PAGE EXTRACT
START

# Bamboo Plant



## Helena (May 10, 2002)

Picked up on the reduced rack at Lowe's a sad little Bamboo tree type plant. Have of the plants "stalks" are brown and the other couple are green with leaves out of the top Some of the leaves have fallen off..I keep it filled with water with the stones in the pot that it came in..Anyone have any suggestions ??


----------



## jbowyer01 (Aug 4, 2008)

I think Lowes sells a fertilizer for bamboo plants (small bag in the tropical plant area). I have one that was salvaged from my daughter who has a very brown thumb lol. I keep it in my bathroom in the window for lots of sun and water. Its doing great.


----------



## caroline (Sep 29, 2009)

Helena said:


> Picked up on the reduced rack at Lowe's a sad little Bamboo tree type plant. Have of the plants "stalks" are brown and the other couple are green with leaves out of the top Some of the leaves have fallen off..I keep it filled with water with the stones in the pot that it came in..Anyone have any suggestions ??


Does it look like this? 


http://s18.photobucket.com/albums/b101/carly1946/?action=view&current=107.jpg


I got mine at Lowe's in Montana. Have had it 4 years and it was much smaller.

END

Position annotation records:
START

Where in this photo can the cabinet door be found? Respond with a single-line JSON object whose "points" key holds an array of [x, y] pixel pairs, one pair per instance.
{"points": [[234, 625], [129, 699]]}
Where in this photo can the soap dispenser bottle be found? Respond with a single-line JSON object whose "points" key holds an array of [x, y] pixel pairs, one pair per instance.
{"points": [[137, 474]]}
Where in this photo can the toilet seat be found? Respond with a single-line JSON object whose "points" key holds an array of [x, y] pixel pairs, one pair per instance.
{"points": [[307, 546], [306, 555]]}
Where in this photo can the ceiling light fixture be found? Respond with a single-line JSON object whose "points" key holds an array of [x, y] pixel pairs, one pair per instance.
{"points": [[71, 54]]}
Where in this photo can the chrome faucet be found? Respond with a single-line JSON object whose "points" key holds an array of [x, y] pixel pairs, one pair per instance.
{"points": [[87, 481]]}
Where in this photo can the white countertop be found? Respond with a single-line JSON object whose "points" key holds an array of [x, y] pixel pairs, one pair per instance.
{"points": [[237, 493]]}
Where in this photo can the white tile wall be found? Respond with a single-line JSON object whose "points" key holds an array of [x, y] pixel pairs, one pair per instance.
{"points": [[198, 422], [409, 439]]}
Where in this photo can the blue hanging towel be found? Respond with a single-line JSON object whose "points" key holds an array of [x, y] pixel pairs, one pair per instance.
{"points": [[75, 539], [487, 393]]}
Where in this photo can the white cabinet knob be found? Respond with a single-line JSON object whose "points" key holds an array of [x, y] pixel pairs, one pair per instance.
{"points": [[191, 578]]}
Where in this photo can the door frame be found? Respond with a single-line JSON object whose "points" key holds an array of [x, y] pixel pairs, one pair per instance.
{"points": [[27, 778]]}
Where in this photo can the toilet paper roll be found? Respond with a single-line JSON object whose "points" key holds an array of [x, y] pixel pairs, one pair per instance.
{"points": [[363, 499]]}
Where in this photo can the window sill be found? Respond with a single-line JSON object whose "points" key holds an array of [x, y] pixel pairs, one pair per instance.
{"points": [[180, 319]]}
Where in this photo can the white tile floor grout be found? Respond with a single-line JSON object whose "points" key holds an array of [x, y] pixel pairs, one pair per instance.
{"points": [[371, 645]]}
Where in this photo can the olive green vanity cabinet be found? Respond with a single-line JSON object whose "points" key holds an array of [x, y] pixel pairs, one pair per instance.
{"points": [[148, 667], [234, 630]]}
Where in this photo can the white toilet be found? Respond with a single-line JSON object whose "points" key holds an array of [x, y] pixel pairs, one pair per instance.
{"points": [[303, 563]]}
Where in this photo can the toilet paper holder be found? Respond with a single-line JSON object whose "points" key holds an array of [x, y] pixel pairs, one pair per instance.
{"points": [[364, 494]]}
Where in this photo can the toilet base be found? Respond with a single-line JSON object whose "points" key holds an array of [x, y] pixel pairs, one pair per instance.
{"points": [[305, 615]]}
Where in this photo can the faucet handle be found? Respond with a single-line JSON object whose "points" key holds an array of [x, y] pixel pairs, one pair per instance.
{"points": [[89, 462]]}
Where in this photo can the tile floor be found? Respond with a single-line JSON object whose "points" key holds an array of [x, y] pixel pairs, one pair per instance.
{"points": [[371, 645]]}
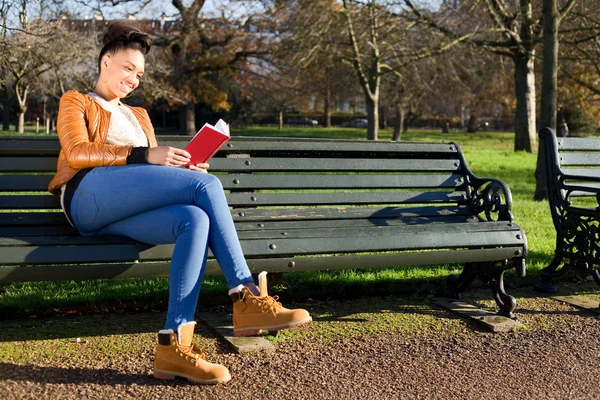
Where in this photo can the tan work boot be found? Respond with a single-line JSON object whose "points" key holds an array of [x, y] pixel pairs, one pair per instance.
{"points": [[252, 314], [176, 355]]}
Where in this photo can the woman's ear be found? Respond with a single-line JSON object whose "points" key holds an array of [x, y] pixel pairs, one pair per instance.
{"points": [[106, 60]]}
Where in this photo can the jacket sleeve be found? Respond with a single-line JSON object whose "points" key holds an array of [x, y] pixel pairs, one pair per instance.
{"points": [[72, 127]]}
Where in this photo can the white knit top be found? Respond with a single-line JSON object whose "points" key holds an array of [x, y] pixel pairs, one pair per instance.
{"points": [[124, 130]]}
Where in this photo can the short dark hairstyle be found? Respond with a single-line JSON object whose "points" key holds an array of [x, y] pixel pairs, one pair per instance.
{"points": [[124, 36]]}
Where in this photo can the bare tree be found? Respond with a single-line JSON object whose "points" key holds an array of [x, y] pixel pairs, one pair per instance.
{"points": [[513, 31], [552, 16], [369, 36]]}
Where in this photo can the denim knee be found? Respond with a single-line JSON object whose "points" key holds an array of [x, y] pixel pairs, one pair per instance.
{"points": [[192, 217]]}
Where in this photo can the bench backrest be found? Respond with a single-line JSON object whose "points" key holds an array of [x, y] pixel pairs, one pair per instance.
{"points": [[269, 178], [572, 164]]}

END

TASK SET
a – Name every user who posts in the bamboo plant thread.
b – Please copy the lines of the entries, beginning with the line that contains "Where in this photo can the denim" and running through the last line of the entries.

EXERCISE ANSWERS
a – Helena, jbowyer01, caroline

b –
Where in this photo can the denim knee be found? Respond with a single-line JSON object whose "points" key holds an array of [x, y] pixel pairs, one pair per instance.
{"points": [[192, 217]]}
Where in this photo can the bench backrest be found? Respond with a single-line JSON object whose "points" key holds an array of [x, y] pixel pairs, one pair per instance.
{"points": [[269, 178], [572, 164]]}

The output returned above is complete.